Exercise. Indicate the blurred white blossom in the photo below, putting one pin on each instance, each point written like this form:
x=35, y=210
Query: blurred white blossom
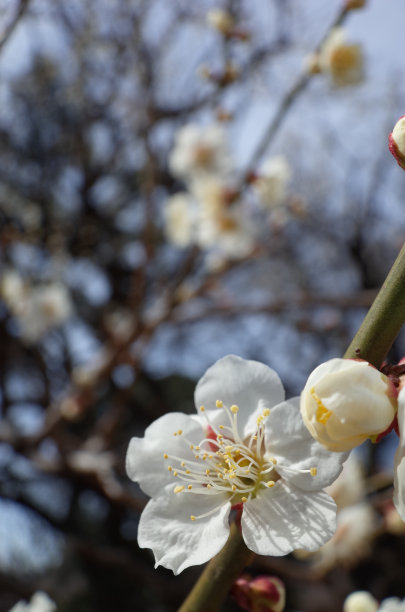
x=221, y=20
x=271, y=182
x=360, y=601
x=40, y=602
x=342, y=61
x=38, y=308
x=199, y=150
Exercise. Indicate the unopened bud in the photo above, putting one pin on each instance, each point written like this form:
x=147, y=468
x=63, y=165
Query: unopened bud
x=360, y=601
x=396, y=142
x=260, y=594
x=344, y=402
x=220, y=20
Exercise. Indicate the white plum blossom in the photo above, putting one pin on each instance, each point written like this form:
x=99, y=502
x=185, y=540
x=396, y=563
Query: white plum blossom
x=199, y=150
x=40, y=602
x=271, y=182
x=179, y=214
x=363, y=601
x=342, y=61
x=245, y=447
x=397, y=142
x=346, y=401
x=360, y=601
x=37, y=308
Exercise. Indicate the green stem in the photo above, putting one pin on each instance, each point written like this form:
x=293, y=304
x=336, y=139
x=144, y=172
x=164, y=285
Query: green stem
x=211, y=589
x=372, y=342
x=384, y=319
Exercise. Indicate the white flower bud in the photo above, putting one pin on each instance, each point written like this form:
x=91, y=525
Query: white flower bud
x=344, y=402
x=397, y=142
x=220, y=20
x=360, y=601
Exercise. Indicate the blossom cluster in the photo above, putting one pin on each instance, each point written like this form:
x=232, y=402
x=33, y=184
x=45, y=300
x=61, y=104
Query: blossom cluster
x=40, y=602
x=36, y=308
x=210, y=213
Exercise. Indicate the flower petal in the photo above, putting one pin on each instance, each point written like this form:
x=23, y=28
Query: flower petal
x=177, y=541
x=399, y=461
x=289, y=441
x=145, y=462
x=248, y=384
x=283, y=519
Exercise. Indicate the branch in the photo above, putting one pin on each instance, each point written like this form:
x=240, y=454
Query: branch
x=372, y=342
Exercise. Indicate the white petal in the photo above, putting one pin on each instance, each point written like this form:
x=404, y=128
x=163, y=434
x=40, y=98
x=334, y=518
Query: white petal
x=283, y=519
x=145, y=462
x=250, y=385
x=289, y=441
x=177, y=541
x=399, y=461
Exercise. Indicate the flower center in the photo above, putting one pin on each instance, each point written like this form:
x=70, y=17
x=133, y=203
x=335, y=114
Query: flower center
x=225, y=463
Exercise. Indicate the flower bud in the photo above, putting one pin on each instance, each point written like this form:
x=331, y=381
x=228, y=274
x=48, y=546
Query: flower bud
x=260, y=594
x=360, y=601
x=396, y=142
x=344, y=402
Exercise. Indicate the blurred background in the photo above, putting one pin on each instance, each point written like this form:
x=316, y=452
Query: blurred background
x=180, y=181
☆ ☆ ☆ ☆
**What you should do:**
Copy down each line in the entries that has the word "above".

**Task response:**
Exercise. Indicate the unopened bud in the photo above, putting one pin on each instance, each point written like this form:
Exercise. Indicate the white plum blossom in the photo above, putting one pin on each instance, each point written like this form:
Exercise. Indicate the green stem in the photo above, putting one pin on each instance, each point written like this form:
Exercise. Indicate the white flower bud in the photo above, putting one pin on each instance, each point written like this form:
Exercise. Indicate the blossom cluster in the photo above, putting one pin on each instance, each point written like this form:
Exercise. Indicate the flower petal in the photo above, putting one pin on each instance, each point written like this form:
Exercise. Indicate the branch in the photo above, putting one pin on each instance, each point written like this form:
Exercise. Indicate the white petal in the photo above, putting one pin on each instance, each point written like this form:
Exercise. Indicate the flower center in the photo above, putting one pin on each instance, each point written like this form:
Exercise. Indicate the flower bud in the photo above, putting one pin on each instance, each point written like this form:
Exercise. Indicate the blurred background in the photo above, putting one pin on each instance, each point written like this form:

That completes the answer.